* START *
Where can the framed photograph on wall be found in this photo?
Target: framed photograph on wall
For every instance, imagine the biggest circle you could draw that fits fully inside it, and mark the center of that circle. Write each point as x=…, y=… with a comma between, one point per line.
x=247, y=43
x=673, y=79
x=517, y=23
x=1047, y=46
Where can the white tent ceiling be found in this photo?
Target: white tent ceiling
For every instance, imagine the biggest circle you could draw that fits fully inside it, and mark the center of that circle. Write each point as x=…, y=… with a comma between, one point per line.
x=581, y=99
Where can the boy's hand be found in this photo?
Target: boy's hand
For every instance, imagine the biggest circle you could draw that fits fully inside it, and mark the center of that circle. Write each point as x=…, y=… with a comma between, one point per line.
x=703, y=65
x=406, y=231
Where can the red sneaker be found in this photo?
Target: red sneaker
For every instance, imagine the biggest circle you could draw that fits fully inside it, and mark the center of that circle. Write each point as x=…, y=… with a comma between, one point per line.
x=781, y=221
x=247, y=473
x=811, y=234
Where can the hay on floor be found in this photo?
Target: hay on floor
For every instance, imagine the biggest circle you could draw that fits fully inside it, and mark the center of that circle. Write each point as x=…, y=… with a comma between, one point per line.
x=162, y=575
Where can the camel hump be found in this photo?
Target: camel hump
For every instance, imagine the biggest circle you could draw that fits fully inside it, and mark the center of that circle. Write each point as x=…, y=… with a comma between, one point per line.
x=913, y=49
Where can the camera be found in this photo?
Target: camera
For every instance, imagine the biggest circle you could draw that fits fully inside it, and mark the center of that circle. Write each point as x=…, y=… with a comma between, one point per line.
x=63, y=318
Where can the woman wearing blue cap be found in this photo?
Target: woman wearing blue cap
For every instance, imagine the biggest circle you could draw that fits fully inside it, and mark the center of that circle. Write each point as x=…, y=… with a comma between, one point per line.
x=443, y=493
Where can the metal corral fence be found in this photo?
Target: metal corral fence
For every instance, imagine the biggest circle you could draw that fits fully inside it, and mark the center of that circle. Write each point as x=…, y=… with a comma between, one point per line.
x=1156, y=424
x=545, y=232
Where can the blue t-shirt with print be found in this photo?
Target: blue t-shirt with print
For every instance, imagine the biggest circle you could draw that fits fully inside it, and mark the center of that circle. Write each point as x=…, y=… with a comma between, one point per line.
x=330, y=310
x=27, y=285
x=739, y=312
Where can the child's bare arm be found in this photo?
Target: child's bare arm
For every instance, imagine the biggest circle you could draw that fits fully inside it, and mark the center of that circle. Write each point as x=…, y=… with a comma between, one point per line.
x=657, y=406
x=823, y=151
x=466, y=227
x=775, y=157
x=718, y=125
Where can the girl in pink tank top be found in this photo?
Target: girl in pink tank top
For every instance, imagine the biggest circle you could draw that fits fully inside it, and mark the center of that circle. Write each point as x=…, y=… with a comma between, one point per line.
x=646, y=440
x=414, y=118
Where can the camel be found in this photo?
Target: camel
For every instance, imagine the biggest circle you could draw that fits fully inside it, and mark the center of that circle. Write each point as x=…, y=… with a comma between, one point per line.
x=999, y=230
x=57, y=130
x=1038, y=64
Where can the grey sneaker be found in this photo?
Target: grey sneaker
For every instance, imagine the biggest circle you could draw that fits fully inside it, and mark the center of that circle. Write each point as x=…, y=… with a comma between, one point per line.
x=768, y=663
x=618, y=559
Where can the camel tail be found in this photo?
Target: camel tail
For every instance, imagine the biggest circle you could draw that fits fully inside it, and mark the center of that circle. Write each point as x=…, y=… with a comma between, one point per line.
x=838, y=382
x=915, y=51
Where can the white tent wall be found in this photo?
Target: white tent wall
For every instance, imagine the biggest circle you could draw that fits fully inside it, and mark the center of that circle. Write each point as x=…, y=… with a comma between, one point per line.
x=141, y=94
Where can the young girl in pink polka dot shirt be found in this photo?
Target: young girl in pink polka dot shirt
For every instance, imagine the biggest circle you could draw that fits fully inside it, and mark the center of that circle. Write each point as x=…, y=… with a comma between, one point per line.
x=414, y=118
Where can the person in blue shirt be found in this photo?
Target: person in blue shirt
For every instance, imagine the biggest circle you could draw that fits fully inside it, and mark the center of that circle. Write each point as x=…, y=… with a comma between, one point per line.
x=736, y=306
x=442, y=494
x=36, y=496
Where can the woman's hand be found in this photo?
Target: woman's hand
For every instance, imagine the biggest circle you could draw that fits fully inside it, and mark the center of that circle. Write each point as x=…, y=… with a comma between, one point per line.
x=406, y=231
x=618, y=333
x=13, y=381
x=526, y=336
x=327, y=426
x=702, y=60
* END *
● Directive: Please reproduce all of the rows above word for word, in the same order.

● Answer for this exercise:
Where can the framed photograph on wall be found in this photo?
Target: framed photograph on wall
For every instance, imagine the biggest circle you could draw that fits fully inside it, and mark the center of that circle. Write each point as x=…, y=… with a comma between, one point per line.
x=247, y=43
x=673, y=79
x=517, y=23
x=1047, y=46
Where can the white tent ceiling be found in this photo?
Target: white tent ceiling
For every instance, imagine the biggest circle you could draw that fits fully inside it, and mark the center of that circle. Write each point as x=…, y=… with a comma between, one point per line.
x=581, y=99
Where can the boy's hand be found in this photo?
Target: boy's hand
For every instance, imagine the biggest circle you could draw that fits fully inside it, and mark the center of that circle. Write each point as x=…, y=… with a comma between, one point per line.
x=703, y=65
x=406, y=231
Where can the red sneaker be found in this photo?
Target: red sneaker
For every instance, imagine the biggest circle you could draw that fits fully inside it, and mark the center of that circle. Write each point as x=…, y=… with a comma between, one point per line.
x=781, y=221
x=247, y=473
x=811, y=234
Where can the hay on floor be found in this photo?
Target: hay on floor
For every instance, imagine the biggest circle you could draw that fits fully inside it, and mark the center of that circle. Write each point as x=…, y=… with a comma between, one point per line.
x=162, y=575
Where can the camel hump be found in this photo?
Target: camel hump
For every instance, imagine the biggest circle you could draw that fits fully inside it, and mark the center of that circle. Write each point as x=…, y=… with a comma between, one point per line.
x=913, y=49
Where can the camera be found in this photo?
Target: camera
For every instance, imagine the biggest circle you could draw that fits fully inside it, and mark the center of that circle. Write each point as x=…, y=… with a comma between, one point per line.
x=63, y=318
Where can the woman wearing blue cap be found in this photo?
Target: woman wearing blue cap
For every instance, imagine the biggest circle you could draw that fits fully inside it, and mark the center of that circle. Write each point as x=…, y=… with a comma between, one point per line.
x=443, y=493
Where can the metal corral fence be found in this photo?
Target: metal corral fence
For every instance, imagine the biggest circle you could draw that fits fully inside it, and mark the center of that circle. Write each point as x=…, y=… with a comma between, one point per line.
x=1156, y=424
x=545, y=232
Where can the blue t-shirt with print be found in this photo?
Target: blue t-shirt with print
For every instance, imagine the biggest circle you could draw that fits fully inside it, and mark the center of that circle. Write each point as x=…, y=… with a comma between, one point per line.
x=330, y=310
x=27, y=285
x=739, y=312
Where can the child's bare arm be found in this photo?
Target: child's bare arm
For every instance, imagine the biggest circle you could draw that fits fully inside it, and mark the center of that circle. Write each point as x=…, y=… with a comma between, one point per line.
x=657, y=406
x=823, y=151
x=466, y=227
x=775, y=157
x=718, y=125
Where can the girl in pink tank top be found in this photo?
Target: girl in pink tank top
For every instance, imagine the biggest circle you could draw that fits fully inside it, and mark the center of that circle. Write each point as x=…, y=… with a comma between, one point per line.
x=646, y=440
x=414, y=118
Where can the camel be found in this photo?
Target: camel
For every instance, imagine the biggest circle you could draw that fits fully inside it, and mark the center of that circle. Write each point as x=…, y=… with a comma between, one point per line.
x=999, y=230
x=57, y=130
x=1038, y=64
Where can the grey sneaker be found in this photo?
Target: grey sneaker
For every instance, imagine the biggest circle you could draw that fits fully inside it, and mark the center of that circle. Write each point as x=…, y=… with a comma between, one point per line.
x=768, y=663
x=618, y=559
Where can the camel tail be found in this photo?
Target: camel tail
For every instance, imagine the biggest circle you could draw that fits fully inside it, and mark the center of that circle. Write each point as x=…, y=… with a comma between, one point per line.
x=838, y=382
x=915, y=51
Where can the white tent wall be found in this photo?
Target: white tent wall
For every instance, imagine the biggest circle you could draw that fits fully inside it, and mark the center of that circle. Write each point as x=…, y=… with a comma between, one point per line.
x=141, y=94
Where can the young girl in pink polka dot shirt be found in this photo?
Target: young girl in pink polka dot shirt
For every instance, imagine the biggest circle you could draw that fits fully inside it, and mark the center of that circle. Write each point as x=…, y=… with a comma between, one point per line.
x=414, y=118
Where can the person in blue shirt be found in this photo?
Target: person in blue shirt
For every instance, imagine the biggest circle you could draw that fits fully inside it, and mark the center of that circle. Write each point as x=…, y=… with a comma between, one point per line.
x=736, y=306
x=442, y=494
x=36, y=496
Where can the woman's hand be found in this photo?
Target: woman's hand
For every instance, imagine the biggest circle you could draw that fits fully inside it, and mark the center of that circle. Write each point as x=…, y=… with a comma between, one point per line.
x=406, y=231
x=618, y=333
x=13, y=381
x=526, y=336
x=327, y=426
x=702, y=60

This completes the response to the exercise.